- WORK ORDER -
According to the court report, how many previous convictions does John Higgins have?

─── TEXT PASSAGE

Menace hurled abuse at gardai and hospital staff

A Clare man who was highly abusive and insulting to gardai and hospital staff and had to be held down to be treated in A&E was described in court as a “nuisance and a menace”.

Judge Raymond Groarke made the comments at the Galway Circuit Appeals Court last Tuesday after hearing the details of the charges brought against John Higgins who lodged an appeal against the severity of a sentence imposed in the district court.

The 29-year-old with an address at 93 Clancy Park, Ennis, Co Clare, had been before Galway District Court in late February of this year and received a total of three months in jail for two counts of threatening and abusive behaviour. He also received a three-month sentence suspended for 12 months for failing to give his name and address and a fine of €200 for being intoxicated in a public place.

In the circuit court this week, Garda Liam Mcauliffe said that on December 17, 2009, in Eyre Square he came across a man who was staggering on and off the footpath. Gardai also noticed that the man’s tracksuit had a lot of blood on it and an ambulance was called. However, when Higgins got into the ambulance he began “ripping stuff off the walls” and Garda McAuliffe had to restrain him. “He told me he would rip my head off,” said Garda McAuliffe who added that Higgins continued to be abusive in the A&E and had to be arrested.

Describing the abuse hurled at him and hospital staff Garda McAuliffe said: “He said that me and other members of the gardai were a shower of pigs” and he told a doctor to “f**k off back to your own country and don’t touch me with that needle”. Higgins had to be held down by four to five people in order to be treated and an X-ray taken.

That same day gardai received a call at 8.30pm to go to Ceannt Station where there were reports of a man threatening staff. Higgins made the threats after being refused entry onto a bus. He told gardai to “f**k off” and refused to give him name and address.

Defence barrister, Ms Aisling Wall BL, said that her client, who has 27 previous convictions, has had difficulties with alchohol. She said that Higgins had been refused entry onto the bus because there had been blood all over his clothes after being at the hospital.

“This man has serious problems. When drink is taken he has no respect for himself or for others,” said Judge Groarke who imposed a three-month sentence, to run concurrently, on each of the convictions.

──────
─── DATASET

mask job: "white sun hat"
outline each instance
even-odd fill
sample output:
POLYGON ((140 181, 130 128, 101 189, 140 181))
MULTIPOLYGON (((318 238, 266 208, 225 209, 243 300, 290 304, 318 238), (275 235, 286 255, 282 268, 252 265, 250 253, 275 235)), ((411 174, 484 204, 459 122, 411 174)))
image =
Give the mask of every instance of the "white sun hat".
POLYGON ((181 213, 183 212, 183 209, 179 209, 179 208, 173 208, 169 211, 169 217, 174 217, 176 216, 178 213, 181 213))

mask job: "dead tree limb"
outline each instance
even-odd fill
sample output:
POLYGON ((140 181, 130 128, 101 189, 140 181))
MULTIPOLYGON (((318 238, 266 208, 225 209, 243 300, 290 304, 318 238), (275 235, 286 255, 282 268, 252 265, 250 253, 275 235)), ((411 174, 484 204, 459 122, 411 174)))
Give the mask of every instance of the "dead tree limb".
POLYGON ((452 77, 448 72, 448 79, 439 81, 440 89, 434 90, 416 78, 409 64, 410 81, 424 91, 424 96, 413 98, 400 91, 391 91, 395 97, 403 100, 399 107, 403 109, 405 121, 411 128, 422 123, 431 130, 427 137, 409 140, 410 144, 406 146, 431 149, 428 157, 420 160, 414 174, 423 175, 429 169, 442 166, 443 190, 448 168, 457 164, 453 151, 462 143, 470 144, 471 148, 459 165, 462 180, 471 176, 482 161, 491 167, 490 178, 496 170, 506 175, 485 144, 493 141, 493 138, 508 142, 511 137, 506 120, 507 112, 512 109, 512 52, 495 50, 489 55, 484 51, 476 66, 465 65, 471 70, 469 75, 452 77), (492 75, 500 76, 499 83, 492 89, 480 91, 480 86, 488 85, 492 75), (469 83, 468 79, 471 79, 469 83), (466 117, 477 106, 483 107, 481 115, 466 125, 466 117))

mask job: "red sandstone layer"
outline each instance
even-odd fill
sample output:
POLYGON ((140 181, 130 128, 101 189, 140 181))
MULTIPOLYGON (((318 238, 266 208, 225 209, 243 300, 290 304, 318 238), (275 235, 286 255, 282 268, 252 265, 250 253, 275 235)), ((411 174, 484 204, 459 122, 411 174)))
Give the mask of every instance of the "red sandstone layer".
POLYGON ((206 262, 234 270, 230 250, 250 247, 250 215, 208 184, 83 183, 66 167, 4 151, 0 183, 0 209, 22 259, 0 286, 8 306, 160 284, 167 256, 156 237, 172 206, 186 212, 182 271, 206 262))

──────

- WRITTEN RESPONSE -
27